* [Input]

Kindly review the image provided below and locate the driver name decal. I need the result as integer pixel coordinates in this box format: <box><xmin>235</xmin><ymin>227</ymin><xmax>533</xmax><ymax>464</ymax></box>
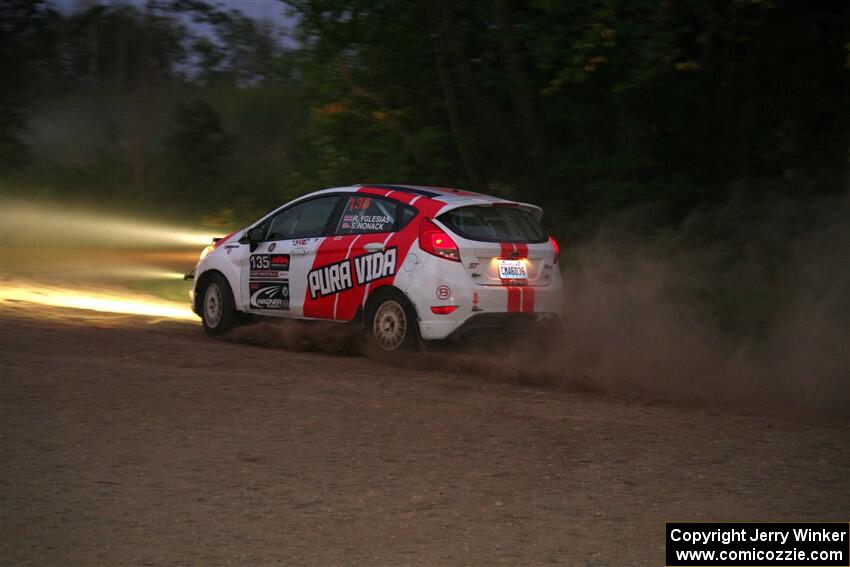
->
<box><xmin>342</xmin><ymin>214</ymin><xmax>393</xmax><ymax>232</ymax></box>
<box><xmin>308</xmin><ymin>247</ymin><xmax>397</xmax><ymax>299</ymax></box>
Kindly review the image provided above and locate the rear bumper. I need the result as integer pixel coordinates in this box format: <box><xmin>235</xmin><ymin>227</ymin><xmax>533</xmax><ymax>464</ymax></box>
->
<box><xmin>399</xmin><ymin>253</ymin><xmax>563</xmax><ymax>340</ymax></box>
<box><xmin>444</xmin><ymin>312</ymin><xmax>561</xmax><ymax>341</ymax></box>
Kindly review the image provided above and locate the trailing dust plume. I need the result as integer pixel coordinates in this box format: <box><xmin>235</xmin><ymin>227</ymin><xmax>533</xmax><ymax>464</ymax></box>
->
<box><xmin>552</xmin><ymin>194</ymin><xmax>850</xmax><ymax>414</ymax></box>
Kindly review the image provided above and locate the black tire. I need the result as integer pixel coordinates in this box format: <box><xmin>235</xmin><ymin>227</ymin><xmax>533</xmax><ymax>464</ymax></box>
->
<box><xmin>199</xmin><ymin>273</ymin><xmax>239</xmax><ymax>336</ymax></box>
<box><xmin>365</xmin><ymin>288</ymin><xmax>420</xmax><ymax>352</ymax></box>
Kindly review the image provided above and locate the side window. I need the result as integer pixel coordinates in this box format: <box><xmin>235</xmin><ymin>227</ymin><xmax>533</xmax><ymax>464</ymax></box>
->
<box><xmin>265</xmin><ymin>196</ymin><xmax>339</xmax><ymax>240</ymax></box>
<box><xmin>399</xmin><ymin>206</ymin><xmax>418</xmax><ymax>229</ymax></box>
<box><xmin>335</xmin><ymin>196</ymin><xmax>397</xmax><ymax>235</ymax></box>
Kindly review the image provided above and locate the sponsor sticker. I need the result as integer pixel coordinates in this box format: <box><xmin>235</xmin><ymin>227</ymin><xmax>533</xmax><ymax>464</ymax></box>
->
<box><xmin>249</xmin><ymin>280</ymin><xmax>289</xmax><ymax>310</ymax></box>
<box><xmin>269</xmin><ymin>254</ymin><xmax>289</xmax><ymax>270</ymax></box>
<box><xmin>308</xmin><ymin>247</ymin><xmax>398</xmax><ymax>299</ymax></box>
<box><xmin>250</xmin><ymin>254</ymin><xmax>290</xmax><ymax>278</ymax></box>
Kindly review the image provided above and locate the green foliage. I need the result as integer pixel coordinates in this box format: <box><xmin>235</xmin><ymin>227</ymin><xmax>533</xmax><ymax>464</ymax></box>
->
<box><xmin>0</xmin><ymin>0</ymin><xmax>847</xmax><ymax>234</ymax></box>
<box><xmin>162</xmin><ymin>99</ymin><xmax>233</xmax><ymax>194</ymax></box>
<box><xmin>0</xmin><ymin>0</ymin><xmax>845</xmax><ymax>344</ymax></box>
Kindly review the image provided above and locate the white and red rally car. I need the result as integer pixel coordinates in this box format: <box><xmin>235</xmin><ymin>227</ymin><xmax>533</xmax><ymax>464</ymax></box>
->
<box><xmin>188</xmin><ymin>184</ymin><xmax>562</xmax><ymax>350</ymax></box>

* [Work required] All records should be output exactly, with the pictures left out.

* [Answer for the task]
Kindly review the image provided below and locate the driver name decal. I need the result as integer pixel coordinates in this box format: <box><xmin>235</xmin><ymin>227</ymin><xmax>533</xmax><ymax>464</ymax></box>
->
<box><xmin>342</xmin><ymin>214</ymin><xmax>393</xmax><ymax>232</ymax></box>
<box><xmin>308</xmin><ymin>247</ymin><xmax>397</xmax><ymax>299</ymax></box>
Kindly review the image provided above and locate the rear bumper. I need the result as integer pixel coordinates in this box format: <box><xmin>235</xmin><ymin>227</ymin><xmax>533</xmax><ymax>464</ymax></box>
->
<box><xmin>399</xmin><ymin>253</ymin><xmax>563</xmax><ymax>340</ymax></box>
<box><xmin>444</xmin><ymin>312</ymin><xmax>561</xmax><ymax>341</ymax></box>
Kindly review the image provided above and locate the trailing dust plume. I need the result as integer pixel coordinates in this box format: <box><xmin>235</xmin><ymin>227</ymin><xmax>533</xmax><ymax>464</ymax></box>
->
<box><xmin>552</xmin><ymin>194</ymin><xmax>850</xmax><ymax>414</ymax></box>
Kindly review the image provided above and locate the black tire. I need the result as integer pixel coordinates in this box format: <box><xmin>235</xmin><ymin>227</ymin><xmax>533</xmax><ymax>464</ymax></box>
->
<box><xmin>199</xmin><ymin>273</ymin><xmax>239</xmax><ymax>336</ymax></box>
<box><xmin>365</xmin><ymin>288</ymin><xmax>420</xmax><ymax>352</ymax></box>
Kindly review the image provided above and locate the side window. I need the result as integer pixel coordinates in this box format: <box><xmin>235</xmin><ymin>227</ymin><xmax>533</xmax><ymax>464</ymax></box>
->
<box><xmin>265</xmin><ymin>196</ymin><xmax>339</xmax><ymax>240</ymax></box>
<box><xmin>399</xmin><ymin>206</ymin><xmax>418</xmax><ymax>229</ymax></box>
<box><xmin>335</xmin><ymin>196</ymin><xmax>397</xmax><ymax>235</ymax></box>
Kindly review the image provided above and locate the sponsor sticker. I need the result as integer pixel coordinates in this box format: <box><xmin>235</xmin><ymin>227</ymin><xmax>533</xmax><ymax>464</ymax></box>
->
<box><xmin>249</xmin><ymin>280</ymin><xmax>289</xmax><ymax>310</ymax></box>
<box><xmin>269</xmin><ymin>254</ymin><xmax>289</xmax><ymax>270</ymax></box>
<box><xmin>308</xmin><ymin>247</ymin><xmax>398</xmax><ymax>299</ymax></box>
<box><xmin>250</xmin><ymin>254</ymin><xmax>290</xmax><ymax>278</ymax></box>
Kindly review the image provided above and locate the green foliage. I need the result as integer pixel coordinates in this box format: <box><xmin>235</xmin><ymin>227</ymin><xmax>533</xmax><ymax>464</ymax></box>
->
<box><xmin>0</xmin><ymin>0</ymin><xmax>847</xmax><ymax>234</ymax></box>
<box><xmin>162</xmin><ymin>99</ymin><xmax>233</xmax><ymax>194</ymax></box>
<box><xmin>0</xmin><ymin>0</ymin><xmax>845</xmax><ymax>344</ymax></box>
Kindly review the image provided above and locate the white and red rally car. I need the result as integer pixel coordinates in this box format: <box><xmin>235</xmin><ymin>227</ymin><xmax>533</xmax><ymax>464</ymax></box>
->
<box><xmin>188</xmin><ymin>184</ymin><xmax>562</xmax><ymax>350</ymax></box>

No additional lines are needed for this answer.